◆ **WORK INSTRUCTION**:
Make an exact copy of the entries that come next.

◆ **RECORD SET**:
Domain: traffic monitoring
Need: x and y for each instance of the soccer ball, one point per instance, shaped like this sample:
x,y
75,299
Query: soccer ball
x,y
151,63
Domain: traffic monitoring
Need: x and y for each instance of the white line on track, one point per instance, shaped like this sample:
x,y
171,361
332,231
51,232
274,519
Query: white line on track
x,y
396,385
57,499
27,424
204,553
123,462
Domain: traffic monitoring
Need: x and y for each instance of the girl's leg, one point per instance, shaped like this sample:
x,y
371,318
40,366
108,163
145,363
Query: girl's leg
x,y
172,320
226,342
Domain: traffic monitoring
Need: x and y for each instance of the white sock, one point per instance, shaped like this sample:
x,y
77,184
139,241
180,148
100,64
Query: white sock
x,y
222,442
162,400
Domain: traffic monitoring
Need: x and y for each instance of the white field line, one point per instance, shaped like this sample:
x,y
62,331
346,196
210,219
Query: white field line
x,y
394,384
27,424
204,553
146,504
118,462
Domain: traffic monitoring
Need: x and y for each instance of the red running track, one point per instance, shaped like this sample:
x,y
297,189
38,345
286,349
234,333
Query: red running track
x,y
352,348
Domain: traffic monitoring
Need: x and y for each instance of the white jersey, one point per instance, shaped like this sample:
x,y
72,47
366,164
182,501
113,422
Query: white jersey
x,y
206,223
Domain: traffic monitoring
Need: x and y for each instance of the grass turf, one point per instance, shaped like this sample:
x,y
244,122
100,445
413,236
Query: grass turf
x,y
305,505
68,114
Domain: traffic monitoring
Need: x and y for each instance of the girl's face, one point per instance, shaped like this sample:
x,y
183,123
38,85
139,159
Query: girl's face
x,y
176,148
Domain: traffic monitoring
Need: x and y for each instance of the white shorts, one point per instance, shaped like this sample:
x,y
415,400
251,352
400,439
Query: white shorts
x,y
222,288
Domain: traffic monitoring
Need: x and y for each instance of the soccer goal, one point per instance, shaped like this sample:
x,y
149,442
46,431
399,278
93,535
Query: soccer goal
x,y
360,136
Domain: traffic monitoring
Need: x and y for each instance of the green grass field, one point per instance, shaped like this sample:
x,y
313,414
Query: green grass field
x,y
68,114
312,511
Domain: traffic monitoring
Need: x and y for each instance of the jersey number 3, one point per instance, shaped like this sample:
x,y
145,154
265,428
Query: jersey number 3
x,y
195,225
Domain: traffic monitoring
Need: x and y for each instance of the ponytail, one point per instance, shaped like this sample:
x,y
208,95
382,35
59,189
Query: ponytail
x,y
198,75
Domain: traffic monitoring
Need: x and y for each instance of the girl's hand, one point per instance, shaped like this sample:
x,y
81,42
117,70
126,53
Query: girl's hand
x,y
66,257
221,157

◆ **FINISHED EXERCISE**:
Domain: traffic monitoring
Need: x and y for each instance of the soccer ball, one point per instance, shaped like this sample:
x,y
75,299
Query: soccer ball
x,y
151,63
Domain: traffic monitoring
Need: x and y for each instance of the white line on track, one point per instance, shaped like this sample:
x,y
171,361
332,231
51,232
274,519
Query: white line on track
x,y
396,385
57,499
27,424
204,553
123,462
Domain: traffic monitoring
Need: x and y for each instance of the girl's leg, one point per instance, shaped like this sample:
x,y
371,318
40,366
108,163
145,363
Query: girl's leg
x,y
172,320
226,342
Domain: traffic monitoring
Need: x and y for each instance of the white sock, one point per instance, shaped like this sample:
x,y
77,184
139,241
180,148
100,64
Query: white sock
x,y
222,442
162,400
Domain: traffic monitoring
Need: x and y for each instance of the white field line, one point per instance, shaped like this sample:
x,y
62,331
346,196
210,219
Query: white field line
x,y
394,384
27,424
204,553
146,504
118,462
Domain: traffic monitoring
Need: x and y for each instance of the red running track, one point per instance, shaped like this sample:
x,y
297,189
38,345
286,349
234,333
Query: red running track
x,y
352,348
Domain: traffic monitoring
Need: x and y for each instance of the white jersey, one point per instance, shaped like this sample:
x,y
72,47
366,164
182,501
113,422
Query: white jersey
x,y
206,223
Domain: traffic monitoring
Need: x and y for each instance of the grass turf, one point per instance, shaped like this sample:
x,y
244,122
100,445
413,236
Query: grass turf
x,y
305,505
68,114
Domain: traffic monitoring
Need: x and y for each instance of the girl's face, one point per instance, shaped like this sample:
x,y
183,123
38,85
139,159
Query: girl's face
x,y
176,148
Domain: traffic monitoring
Need: x and y for each instance of the white shorts, one point per instance, shaped like this sample:
x,y
415,400
251,352
400,439
Query: white shorts
x,y
222,288
Domain: traffic monitoring
Need: x and y for each instance of the soccer goal, one point per instance, shaped like this sample:
x,y
149,442
46,431
399,278
93,535
Query: soccer goal
x,y
360,136
Domain: traffic monitoring
Need: x and y for each instance of the green grass field, one point per instance, shaped like this sample:
x,y
313,414
Query: green grass field
x,y
68,114
312,511
Domain: traffic monitoring
Need: x and y for each instance of the jersey number 3, one point per instance, shaped like this sample:
x,y
145,154
265,428
Query: jersey number 3
x,y
195,225
Domain: traffic monitoring
Need: x and y for each instance of the ponytail, one point per instance, shaped like this sample:
x,y
208,95
382,35
59,189
Query: ponytail
x,y
198,75
Domain: traffic monitoring
Need: x and y for each instance of the girl's hand, one point per instance, shaped like this sample:
x,y
81,42
117,70
126,53
Query: girl's hand
x,y
66,257
221,157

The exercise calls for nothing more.